• **TASK STATEMENT**
Extract the records below word for word and ignore the images.

• **DATA EXTRACT**
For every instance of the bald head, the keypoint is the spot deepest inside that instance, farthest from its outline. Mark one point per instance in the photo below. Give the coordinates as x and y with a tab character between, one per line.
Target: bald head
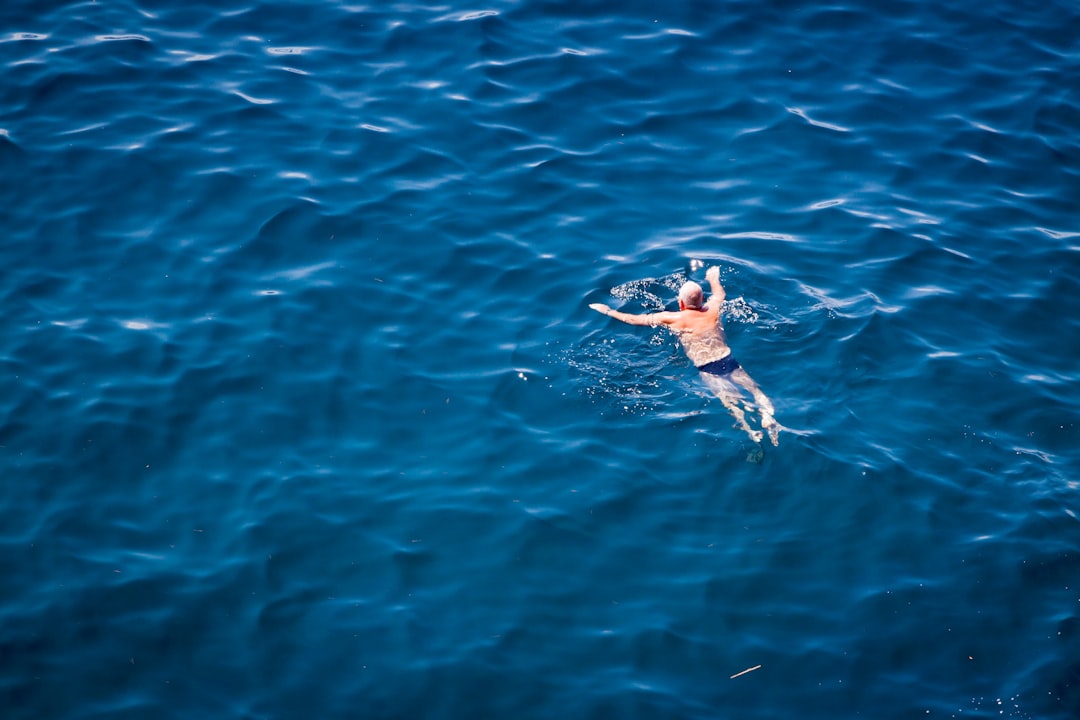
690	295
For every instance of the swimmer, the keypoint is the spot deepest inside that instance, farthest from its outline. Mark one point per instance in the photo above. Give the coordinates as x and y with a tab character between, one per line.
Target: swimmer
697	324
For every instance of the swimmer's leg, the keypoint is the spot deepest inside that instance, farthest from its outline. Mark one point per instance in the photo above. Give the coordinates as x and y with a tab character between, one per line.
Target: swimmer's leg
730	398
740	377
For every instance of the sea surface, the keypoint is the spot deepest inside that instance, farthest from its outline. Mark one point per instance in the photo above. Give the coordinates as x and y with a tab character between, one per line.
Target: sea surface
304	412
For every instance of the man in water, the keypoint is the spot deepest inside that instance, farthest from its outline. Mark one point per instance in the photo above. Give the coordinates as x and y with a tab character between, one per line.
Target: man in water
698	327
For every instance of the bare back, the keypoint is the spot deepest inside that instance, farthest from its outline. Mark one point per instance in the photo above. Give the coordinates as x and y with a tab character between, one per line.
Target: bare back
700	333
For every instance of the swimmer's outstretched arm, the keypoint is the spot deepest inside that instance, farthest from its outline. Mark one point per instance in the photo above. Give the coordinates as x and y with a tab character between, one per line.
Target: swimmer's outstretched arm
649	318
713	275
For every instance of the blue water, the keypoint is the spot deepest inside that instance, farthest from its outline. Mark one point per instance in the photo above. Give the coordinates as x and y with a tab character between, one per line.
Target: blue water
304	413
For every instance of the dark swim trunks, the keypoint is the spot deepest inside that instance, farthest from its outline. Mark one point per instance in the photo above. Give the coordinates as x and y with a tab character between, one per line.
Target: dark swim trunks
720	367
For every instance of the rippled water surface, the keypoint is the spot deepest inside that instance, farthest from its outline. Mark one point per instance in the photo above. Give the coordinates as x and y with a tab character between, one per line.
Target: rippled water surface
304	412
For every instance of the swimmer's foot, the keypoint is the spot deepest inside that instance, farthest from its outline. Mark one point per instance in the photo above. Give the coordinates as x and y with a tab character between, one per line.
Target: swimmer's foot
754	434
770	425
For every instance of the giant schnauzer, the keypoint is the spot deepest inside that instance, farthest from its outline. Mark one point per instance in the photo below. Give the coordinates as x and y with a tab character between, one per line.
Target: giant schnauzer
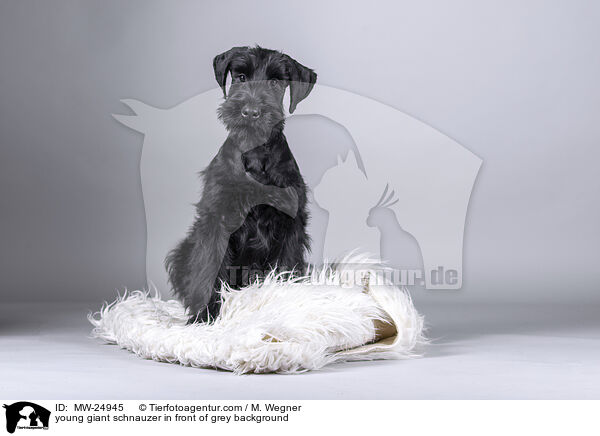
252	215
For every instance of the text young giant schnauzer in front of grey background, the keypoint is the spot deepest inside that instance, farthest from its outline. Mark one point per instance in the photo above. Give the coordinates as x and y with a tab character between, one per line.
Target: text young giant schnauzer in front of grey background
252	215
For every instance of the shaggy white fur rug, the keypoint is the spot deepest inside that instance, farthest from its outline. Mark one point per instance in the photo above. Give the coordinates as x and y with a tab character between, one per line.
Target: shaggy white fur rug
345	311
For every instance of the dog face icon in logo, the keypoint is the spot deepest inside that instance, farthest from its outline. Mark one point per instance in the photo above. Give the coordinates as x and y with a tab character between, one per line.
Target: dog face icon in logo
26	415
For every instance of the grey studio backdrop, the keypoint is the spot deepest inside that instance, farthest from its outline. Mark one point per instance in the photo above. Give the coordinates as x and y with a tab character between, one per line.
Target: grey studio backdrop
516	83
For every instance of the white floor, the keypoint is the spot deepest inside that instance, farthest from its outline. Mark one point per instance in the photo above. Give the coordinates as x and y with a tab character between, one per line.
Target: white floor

• **OUTPUT**
For every instance of the bald head, the keypoint is the spot deepest inside that instance, farthest from its outline. Mark one point per instance in the photo below. Give the coordinates as x and y with a tab character between, one per line.
Target: bald head
690	295
For every instance of the swimmer, the keypoint is the spot deepest inside that instance, farthest from its outline. Mark one point per instance in the photo above. Give the coordinates as x and y with a tab character between, one per line.
Target: swimmer
697	324
For every instance of the swimmer's leg, the keypoint is the spot deepest inside that instance, farthest from its outline. Mark one point per instance in the photo above. Give the coordinates as x and y with a tab character between, one per line.
Target: swimmer's leg
730	398
740	377
For every instance of the sea surface, the keypoint is the spot deepest inside that instance, farthest from its outline. Mark one point per instance in the photo above. Give the coordinates as x and y with a tab character between, one per line.
Target: sea surface
304	412
For every instance of the man in water, the keypoint is the spot deepest inside that instance, farthest from its outline. Mark one point per instance in the photo above. Give the coordinates as x and y with a tab character between, one per line.
Target: man in water
698	327
For every instance of the bare back, the keypoint is the spot deepest inside that instance, farthest from its outline. Mark one point per instance in the photo above. Give the coordinates as x and y with a tab character between, one per line.
Target: bare back
700	333
For every instance of the swimmer's outstretched arm, the keypoint is the spot deepest inside that instance, farthest from its outline. Mark one point per instance in the photo above. Give the coordinates as x and y with a tab character between, one per line.
Target: swimmer's outstretched arm
649	318
713	275
For every instance of the blue water, the keypoint is the spot deepest inside that instance, farthest from its outline. Mark one point per instance in the photo above. Give the coordinates as x and y with a tab character between, one per line.
Target: blue water
304	413
For every instance of the dark swim trunks, the keypoint is the spot deepest inside that instance, farthest from its outline. Mark one point per instance in the photo above. Give the coordinates as x and y with a tab character between, one per line.
Target: dark swim trunks
720	367
For every instance of the rippled water surface, the keypoint is the spot deepest inside that instance, farthest from its outline. Mark one point per instance in the photo above. Give the coordinates as x and y with a tab character between, one per line.
Target: rippled water surface
304	412
For every instance of the swimmer's foot, the keypoint is the spot deepest inside that instance, farthest from its outline. Mark one point per instance in the photo above. Give the coordinates as x and y with a tab character between, one per line.
Target: swimmer's foot
754	434
770	425
For every instance of the giant schnauzer, the keypoint is the spot deepest inside that instance, farthest from its outline. Mark one point per instance in the photo below. Give the coordinates as x and y with a tab character between, one per line.
Target: giant schnauzer
252	215
For every instance of the text young giant schnauzer in front of grey background, the keypoint is the spot deepest inside that instance, farthest from its outline. Mark one point per instance in the photo above. Give the coordinates as x and y with a tab character between, one per line.
Target: text young giant schnauzer in front of grey background
252	215
For every instance of the shaggy white fur rug, the keypoint is the spot deepest inside that instance, farthest from its outline. Mark one point per instance in the photo above. Give the coordinates as x and y with a tab character between, one per line.
Target: shaggy white fur rug
345	311
For every instance of the dog face icon in logo, the keypoint is the spot deepest inside that instance, farthest from its outline. Mark one point per instance in the photo above. Give the coordinates as x and y with a tab character between, one per line.
Target: dog face icon in logo
26	415
For every instance of the grey studio backdrop, the keypoint is the spot deepest inside that instance, farthest from its outline. Mark one point per instance in the photo above. Give the coordinates as x and y with a tab character between, one per line.
Target: grey studio backdrop
516	83
For every instance of the white floor, the keypoint is the spot deepest inside that instance, farthest from its outline. Mark one point per instance in the photo above. Give the coordinates as x and y with a tab character between, one per line.
Target: white floor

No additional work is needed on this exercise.